WHAT YOU ARE ASKED TO DO – Reproduce every one of the records below word for word and line for line, with no changes.
-- Begin PROVIDED ENTRIES --
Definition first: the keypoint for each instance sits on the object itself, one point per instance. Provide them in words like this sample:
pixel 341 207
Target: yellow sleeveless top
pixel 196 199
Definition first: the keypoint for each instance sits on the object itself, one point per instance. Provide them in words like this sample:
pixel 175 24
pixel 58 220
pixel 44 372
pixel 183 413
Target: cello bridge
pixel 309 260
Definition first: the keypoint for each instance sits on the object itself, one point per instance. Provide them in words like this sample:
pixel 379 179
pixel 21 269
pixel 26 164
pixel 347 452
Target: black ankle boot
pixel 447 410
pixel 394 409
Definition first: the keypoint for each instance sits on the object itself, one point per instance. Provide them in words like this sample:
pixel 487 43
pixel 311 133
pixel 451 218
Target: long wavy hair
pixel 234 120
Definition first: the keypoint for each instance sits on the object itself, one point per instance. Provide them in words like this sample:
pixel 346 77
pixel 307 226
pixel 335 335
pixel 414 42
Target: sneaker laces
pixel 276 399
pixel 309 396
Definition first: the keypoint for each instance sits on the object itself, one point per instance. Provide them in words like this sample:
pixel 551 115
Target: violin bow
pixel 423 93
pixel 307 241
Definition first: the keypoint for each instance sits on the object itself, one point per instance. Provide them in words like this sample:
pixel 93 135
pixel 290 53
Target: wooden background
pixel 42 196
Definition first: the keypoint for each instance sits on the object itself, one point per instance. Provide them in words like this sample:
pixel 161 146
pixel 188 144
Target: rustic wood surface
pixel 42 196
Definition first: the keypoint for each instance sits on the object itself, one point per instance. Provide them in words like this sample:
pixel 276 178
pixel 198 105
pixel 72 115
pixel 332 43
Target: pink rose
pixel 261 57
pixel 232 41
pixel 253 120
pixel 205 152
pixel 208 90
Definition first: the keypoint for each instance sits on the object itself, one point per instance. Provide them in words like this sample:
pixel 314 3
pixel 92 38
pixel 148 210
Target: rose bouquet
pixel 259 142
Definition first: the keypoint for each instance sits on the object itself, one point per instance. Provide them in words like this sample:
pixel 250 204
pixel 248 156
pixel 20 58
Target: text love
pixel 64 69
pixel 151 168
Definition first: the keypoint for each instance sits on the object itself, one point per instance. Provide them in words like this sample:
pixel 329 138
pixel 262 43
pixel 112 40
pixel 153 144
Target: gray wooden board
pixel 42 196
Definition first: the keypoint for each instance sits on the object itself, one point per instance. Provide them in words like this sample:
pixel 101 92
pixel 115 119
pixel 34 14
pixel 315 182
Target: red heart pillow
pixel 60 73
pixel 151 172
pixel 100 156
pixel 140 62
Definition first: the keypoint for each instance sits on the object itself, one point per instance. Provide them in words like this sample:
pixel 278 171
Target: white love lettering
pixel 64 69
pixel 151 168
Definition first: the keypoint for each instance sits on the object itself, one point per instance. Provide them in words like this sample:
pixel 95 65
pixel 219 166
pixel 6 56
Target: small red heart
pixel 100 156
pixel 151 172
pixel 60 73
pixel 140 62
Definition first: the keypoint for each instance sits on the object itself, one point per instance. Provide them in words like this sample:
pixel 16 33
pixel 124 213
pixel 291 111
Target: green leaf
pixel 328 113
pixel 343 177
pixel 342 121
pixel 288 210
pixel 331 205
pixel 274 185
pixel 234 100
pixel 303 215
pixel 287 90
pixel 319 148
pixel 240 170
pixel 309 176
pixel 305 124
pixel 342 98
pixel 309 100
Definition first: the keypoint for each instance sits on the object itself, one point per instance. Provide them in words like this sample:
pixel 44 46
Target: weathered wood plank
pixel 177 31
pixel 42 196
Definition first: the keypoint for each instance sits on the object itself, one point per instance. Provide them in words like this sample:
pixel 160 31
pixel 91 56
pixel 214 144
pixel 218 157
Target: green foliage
-- End PROVIDED ENTRIES --
ANSWER BELOW –
Definition first: the keypoint for each instance sits on the object itself, one point per instance. Provide them in words like this sample:
pixel 341 207
Target: yellow sleeveless top
pixel 196 199
Definition first: the keypoint for each instance sits on the object itself, one point per instance. Provide them in words like this sample:
pixel 175 24
pixel 58 220
pixel 44 372
pixel 183 413
Target: cello bridge
pixel 309 260
Definition first: the keypoint for each instance sits on the object itself, one point per instance. Provide them in words like this sample:
pixel 379 179
pixel 21 269
pixel 26 164
pixel 347 452
Target: black ankle boot
pixel 447 410
pixel 394 409
Definition first: the keypoint for each instance sits on the object itself, one point per instance. Provide them in words like this sample:
pixel 487 43
pixel 311 133
pixel 451 218
Target: long wavy hair
pixel 234 120
Definition first: the keypoint for each instance sits on the object itself, one point per instance. Provide them in words like this sample:
pixel 346 77
pixel 307 226
pixel 335 335
pixel 414 42
Target: sneaker laces
pixel 276 399
pixel 309 396
Definition first: the keypoint for each instance sits on the object itself, one point per instance. Provide them in words like this sample:
pixel 551 115
Target: violin bow
pixel 423 93
pixel 307 241
Definition first: the keypoint for each instance sits on the object itself, one point per instance. Provide them in words like this sample:
pixel 93 135
pixel 290 53
Target: wooden background
pixel 42 196
Definition first: the keypoint for each instance sits on the object itself, one point per instance. Provide them in words like this sample:
pixel 161 146
pixel 188 144
Target: rustic wood surface
pixel 42 196
Definition first: the keypoint for each instance sits on the object itself, one point per instance. Provide them in words like this sample:
pixel 276 178
pixel 198 105
pixel 72 115
pixel 332 43
Target: pink rose
pixel 261 57
pixel 232 41
pixel 253 120
pixel 205 152
pixel 208 90
Definition first: the keypoint for each instance sits on the object itself, one point per instance. Provide them in words like this sample:
pixel 314 3
pixel 92 38
pixel 148 210
Target: rose bouquet
pixel 259 142
Definition first: the keypoint for each instance sits on the object itself, one point per instance. Provide them in words like this sample:
pixel 250 204
pixel 248 156
pixel 20 58
Target: text love
pixel 64 69
pixel 151 168
Definition first: the keypoint for each instance sits on the object itself, one point per instance. Provide them in words like this sample:
pixel 329 138
pixel 262 43
pixel 112 40
pixel 153 144
Target: gray wooden board
pixel 42 196
Definition first: the keypoint for each instance sits on the object itself, one point per instance. Provide them in words like this sample:
pixel 101 92
pixel 115 119
pixel 34 14
pixel 315 182
Target: red heart pillow
pixel 60 73
pixel 151 172
pixel 100 156
pixel 140 62
Definition first: the keypoint for each instance sits on the object itself, one point per instance. Provide them in words like this sample:
pixel 278 171
Target: white love lettering
pixel 64 69
pixel 151 168
Definition first: the keypoint for each instance sits on the object itself, one point per instance. Provide them in words like this sample:
pixel 95 65
pixel 219 166
pixel 6 56
Target: small red heart
pixel 100 156
pixel 151 172
pixel 60 73
pixel 140 62
Definition first: the keypoint for each instance sits on the object itself, one point per instance. Provide them in words like this sample:
pixel 16 33
pixel 124 213
pixel 291 111
Target: green leaf
pixel 328 113
pixel 343 177
pixel 342 121
pixel 288 210
pixel 331 205
pixel 274 185
pixel 234 100
pixel 303 215
pixel 287 90
pixel 319 148
pixel 240 170
pixel 309 176
pixel 305 124
pixel 342 98
pixel 309 100
Definition first: the keypoint for each instance sits on the object itself, one point per instance. Provide them in words like this sample:
pixel 44 46
Target: weathered wood plank
pixel 177 31
pixel 42 196
Definition first: the keypoint for each instance sits on the object itself, one point per instance. Provide them in words like this sample:
pixel 160 31
pixel 91 56
pixel 214 144
pixel 218 157
Target: green foliage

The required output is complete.